[1438] Schelhorn, Amœnit. Liter. vii. 98. viii. 342 and 485. The two dissertations on prohibited books here quoted are full of curious information.

Its effects. 71. In its principle, which was apparently that of preserving obedience, the prohibitory system might seem to have untouched many great walks of learning and science. It is of course manifest that it fell with but an oblique blow upon common literature. Yet, as a few words or sentences were sufficient to elicit a sentence of condemnation, often issued with little reflection, it was difficult for any author to be fully secure; and this inspired so much apprehension into printers, that they became unwilling to incur the hazard of an obnoxious trade. These occupations, says Galluzzi, which had begun to prosper at Florence, never recovered the wound inflicted by the severe regulations of Paul IV. and Pius V.[1439] The art retired to Switzerland and Germany. The booksellers were at the mercy of an Inquisition, which every day contrived new methods of harassing them. From an interdiction of the sale of certain prohibited books, the church proceeded to forbid that of all which were not expressly permitted. The Guinti, a firm not so eminent as it had been in the early part of the century, but still the honour of Florence, remonstrated in vain. It seems probable, however, that after the death of Pius V., the most rigorous and bigoted pontiff that ever filled the chair, some degree of relaxation took place.

[1439] Ist. del Gran Ducato, iii. 442.

Restrictions in England. 72. The restraints on the printing and sale of books in England, though not so overpowering as in Italy, must have stood in the way of useful knowledge under Elizabeth. The Stationers’ Company, founded in 1555, obtained its monopoly at the price of severe restrictions. The Star Chamber looked vigilantly at the dangerous engine it was compelled to tolerate. By the regulations it issued in 1585, no press was allowed to be used out of London, except one at Oxford, and another at Cambridge. Nothing was to be printed without allowance of the council; extensive powers both of seizing books and of breaking the presses were given to the officers of the crown.[1440] Thus every check was imposed on literature, and it seems unreasonable to dispute that they had some efficacy in restraining its progress, though less, perhaps, than we might in theory expect, because there was always a certain degree of connivance and indulgence. Even the current prohibition of importing popish books, except for the use of such as the council should permit to use them, must have affected the trade in modern Latin authors beyond the bounds of theology.

## Records shown
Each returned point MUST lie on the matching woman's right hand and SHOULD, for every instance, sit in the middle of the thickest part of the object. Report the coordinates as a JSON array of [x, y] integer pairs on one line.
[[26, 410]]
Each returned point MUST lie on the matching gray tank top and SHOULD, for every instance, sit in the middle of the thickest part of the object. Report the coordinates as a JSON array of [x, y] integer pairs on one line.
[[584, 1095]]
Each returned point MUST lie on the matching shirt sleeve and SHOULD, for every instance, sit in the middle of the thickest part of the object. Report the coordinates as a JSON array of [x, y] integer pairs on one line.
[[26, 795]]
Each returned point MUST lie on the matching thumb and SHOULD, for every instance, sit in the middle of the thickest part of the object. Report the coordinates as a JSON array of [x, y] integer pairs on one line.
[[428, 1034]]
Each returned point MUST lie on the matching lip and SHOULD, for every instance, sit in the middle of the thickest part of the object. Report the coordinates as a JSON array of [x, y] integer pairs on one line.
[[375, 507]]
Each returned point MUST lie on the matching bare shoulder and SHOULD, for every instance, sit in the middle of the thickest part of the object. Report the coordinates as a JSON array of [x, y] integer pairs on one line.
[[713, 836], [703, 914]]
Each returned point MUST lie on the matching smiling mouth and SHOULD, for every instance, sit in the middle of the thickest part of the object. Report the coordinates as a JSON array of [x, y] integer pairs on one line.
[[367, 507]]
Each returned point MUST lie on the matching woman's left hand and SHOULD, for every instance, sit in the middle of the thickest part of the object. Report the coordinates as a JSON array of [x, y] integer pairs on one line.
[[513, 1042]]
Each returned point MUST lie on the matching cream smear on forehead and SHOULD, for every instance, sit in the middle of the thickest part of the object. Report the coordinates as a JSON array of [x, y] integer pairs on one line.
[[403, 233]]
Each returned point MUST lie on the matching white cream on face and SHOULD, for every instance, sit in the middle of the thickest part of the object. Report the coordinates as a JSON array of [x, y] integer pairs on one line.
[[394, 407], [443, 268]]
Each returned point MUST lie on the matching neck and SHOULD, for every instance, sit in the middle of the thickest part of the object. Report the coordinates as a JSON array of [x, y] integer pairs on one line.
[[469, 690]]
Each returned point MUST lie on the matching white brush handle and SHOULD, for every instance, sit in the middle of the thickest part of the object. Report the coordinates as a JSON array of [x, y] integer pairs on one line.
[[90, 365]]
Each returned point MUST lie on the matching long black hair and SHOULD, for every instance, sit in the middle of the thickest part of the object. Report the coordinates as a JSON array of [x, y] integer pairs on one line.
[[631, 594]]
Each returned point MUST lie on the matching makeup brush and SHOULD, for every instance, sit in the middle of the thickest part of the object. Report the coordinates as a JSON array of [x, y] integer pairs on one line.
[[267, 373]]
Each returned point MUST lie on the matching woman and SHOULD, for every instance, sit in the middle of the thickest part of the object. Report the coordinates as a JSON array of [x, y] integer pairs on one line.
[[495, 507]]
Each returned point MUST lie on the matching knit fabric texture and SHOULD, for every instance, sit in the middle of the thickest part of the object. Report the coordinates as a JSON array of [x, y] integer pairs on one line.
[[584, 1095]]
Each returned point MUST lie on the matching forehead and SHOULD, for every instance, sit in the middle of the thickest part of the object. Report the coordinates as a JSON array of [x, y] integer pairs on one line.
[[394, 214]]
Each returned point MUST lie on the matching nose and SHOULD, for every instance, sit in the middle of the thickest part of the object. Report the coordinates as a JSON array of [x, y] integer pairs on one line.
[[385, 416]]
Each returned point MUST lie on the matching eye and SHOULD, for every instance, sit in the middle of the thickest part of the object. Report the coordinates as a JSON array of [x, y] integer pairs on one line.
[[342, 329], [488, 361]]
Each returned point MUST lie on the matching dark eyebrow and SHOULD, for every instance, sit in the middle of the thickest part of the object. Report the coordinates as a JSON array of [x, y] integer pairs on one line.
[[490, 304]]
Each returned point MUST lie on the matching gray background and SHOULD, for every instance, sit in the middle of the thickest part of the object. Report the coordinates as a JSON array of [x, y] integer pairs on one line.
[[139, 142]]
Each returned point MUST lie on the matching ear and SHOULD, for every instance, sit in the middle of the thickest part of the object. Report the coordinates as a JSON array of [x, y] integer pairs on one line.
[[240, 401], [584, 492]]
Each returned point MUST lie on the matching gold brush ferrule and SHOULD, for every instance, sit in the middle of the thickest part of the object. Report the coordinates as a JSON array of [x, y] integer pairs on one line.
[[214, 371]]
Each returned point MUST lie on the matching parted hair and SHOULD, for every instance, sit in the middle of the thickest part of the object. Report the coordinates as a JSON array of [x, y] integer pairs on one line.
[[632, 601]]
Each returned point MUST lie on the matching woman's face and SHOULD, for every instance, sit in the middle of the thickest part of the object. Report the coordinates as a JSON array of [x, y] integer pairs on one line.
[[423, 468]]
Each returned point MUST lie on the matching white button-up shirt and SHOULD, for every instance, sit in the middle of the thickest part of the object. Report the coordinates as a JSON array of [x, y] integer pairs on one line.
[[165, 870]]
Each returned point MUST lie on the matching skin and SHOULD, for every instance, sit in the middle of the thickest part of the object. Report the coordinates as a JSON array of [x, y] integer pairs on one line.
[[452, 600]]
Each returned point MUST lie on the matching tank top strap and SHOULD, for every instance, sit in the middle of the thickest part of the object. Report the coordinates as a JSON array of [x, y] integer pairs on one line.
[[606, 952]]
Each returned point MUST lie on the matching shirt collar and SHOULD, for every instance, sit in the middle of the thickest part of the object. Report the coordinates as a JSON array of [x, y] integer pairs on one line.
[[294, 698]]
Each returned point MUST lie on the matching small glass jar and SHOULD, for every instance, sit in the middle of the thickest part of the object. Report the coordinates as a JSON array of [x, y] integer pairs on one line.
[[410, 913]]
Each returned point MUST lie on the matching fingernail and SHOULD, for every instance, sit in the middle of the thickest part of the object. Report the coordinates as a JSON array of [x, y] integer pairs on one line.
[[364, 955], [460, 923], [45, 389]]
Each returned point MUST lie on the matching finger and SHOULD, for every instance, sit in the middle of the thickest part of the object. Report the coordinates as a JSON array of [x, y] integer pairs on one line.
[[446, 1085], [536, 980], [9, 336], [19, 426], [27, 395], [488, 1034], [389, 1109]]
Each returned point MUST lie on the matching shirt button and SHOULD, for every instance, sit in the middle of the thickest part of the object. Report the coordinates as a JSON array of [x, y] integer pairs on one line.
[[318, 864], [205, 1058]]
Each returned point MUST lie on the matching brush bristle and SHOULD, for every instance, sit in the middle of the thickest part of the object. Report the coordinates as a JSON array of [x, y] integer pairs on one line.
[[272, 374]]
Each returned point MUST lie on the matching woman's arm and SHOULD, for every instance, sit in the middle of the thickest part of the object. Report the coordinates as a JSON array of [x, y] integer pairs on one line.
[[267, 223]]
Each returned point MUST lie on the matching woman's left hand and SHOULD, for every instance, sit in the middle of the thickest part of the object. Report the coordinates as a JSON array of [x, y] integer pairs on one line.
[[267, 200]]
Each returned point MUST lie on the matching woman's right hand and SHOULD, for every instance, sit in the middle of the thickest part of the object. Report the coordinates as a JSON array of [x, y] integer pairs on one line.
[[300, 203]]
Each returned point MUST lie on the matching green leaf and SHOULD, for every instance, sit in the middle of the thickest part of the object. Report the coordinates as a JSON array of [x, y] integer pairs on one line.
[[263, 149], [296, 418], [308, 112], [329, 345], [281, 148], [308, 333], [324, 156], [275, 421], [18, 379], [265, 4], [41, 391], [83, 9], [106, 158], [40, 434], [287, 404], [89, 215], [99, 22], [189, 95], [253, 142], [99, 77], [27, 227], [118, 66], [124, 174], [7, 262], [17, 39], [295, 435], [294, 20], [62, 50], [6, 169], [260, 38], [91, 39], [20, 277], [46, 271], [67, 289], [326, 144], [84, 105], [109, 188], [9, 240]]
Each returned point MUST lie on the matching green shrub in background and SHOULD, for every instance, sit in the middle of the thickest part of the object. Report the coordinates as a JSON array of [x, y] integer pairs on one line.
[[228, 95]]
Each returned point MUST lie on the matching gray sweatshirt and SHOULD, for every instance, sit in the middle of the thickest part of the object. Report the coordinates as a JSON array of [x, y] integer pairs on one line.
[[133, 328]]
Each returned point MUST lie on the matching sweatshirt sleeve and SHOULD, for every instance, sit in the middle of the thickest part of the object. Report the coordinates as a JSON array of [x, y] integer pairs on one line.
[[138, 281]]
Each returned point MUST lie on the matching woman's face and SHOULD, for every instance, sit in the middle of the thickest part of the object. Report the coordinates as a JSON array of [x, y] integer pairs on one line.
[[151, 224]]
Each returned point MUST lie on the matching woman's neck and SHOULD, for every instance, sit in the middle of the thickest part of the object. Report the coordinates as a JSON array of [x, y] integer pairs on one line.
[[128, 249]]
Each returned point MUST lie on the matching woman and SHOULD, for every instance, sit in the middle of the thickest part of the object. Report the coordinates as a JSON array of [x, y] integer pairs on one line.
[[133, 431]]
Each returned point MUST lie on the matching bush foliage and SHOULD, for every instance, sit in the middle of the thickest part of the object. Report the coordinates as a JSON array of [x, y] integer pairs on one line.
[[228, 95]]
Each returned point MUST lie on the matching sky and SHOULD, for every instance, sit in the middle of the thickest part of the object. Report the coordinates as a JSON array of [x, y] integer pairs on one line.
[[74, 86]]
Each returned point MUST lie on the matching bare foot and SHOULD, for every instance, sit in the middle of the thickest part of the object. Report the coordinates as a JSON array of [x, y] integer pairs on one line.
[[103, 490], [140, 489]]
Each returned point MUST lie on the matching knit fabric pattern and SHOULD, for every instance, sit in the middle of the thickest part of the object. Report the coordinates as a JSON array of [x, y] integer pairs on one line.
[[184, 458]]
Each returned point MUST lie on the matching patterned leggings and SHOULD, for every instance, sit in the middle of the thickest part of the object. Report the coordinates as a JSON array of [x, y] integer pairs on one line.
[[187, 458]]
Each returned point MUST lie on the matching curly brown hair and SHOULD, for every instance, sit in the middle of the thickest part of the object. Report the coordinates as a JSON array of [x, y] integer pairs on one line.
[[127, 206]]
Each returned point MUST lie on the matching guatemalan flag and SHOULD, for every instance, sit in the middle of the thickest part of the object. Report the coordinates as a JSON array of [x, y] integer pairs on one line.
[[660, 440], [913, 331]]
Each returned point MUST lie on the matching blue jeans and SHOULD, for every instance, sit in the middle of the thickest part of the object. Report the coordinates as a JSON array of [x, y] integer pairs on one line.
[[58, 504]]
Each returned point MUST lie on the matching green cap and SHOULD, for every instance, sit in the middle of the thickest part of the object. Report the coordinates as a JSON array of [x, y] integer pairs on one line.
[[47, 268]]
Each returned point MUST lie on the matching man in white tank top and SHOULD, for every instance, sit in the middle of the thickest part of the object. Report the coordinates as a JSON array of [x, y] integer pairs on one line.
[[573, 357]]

## Exercise requirements
Carry on the passage above on restrictions on printing and bookselling, starting after its last sentence.

## Answer to this problem
[1440] Herbert, iii. 1668.

Latin more employed on this account. 73. These restrictions do not seem to have had any material operation in France, in Germany, or the Low Countries. And they certainly tended very considerably to keep up the usage of writing in Latin; or rather, perhaps, it may be said, they were less rigorously urged in those countries, because Latin continued to be the customary tongue of scholars. We have seen that great license was used in political writings in that language. The power of reading Latin was certainly so diffused, that no mystery could be affected by writing it; yet it seemed to be a voluntary abstaining from an appeal to the passions of the multitude, and passed better without censure than the same sense in a modern dress.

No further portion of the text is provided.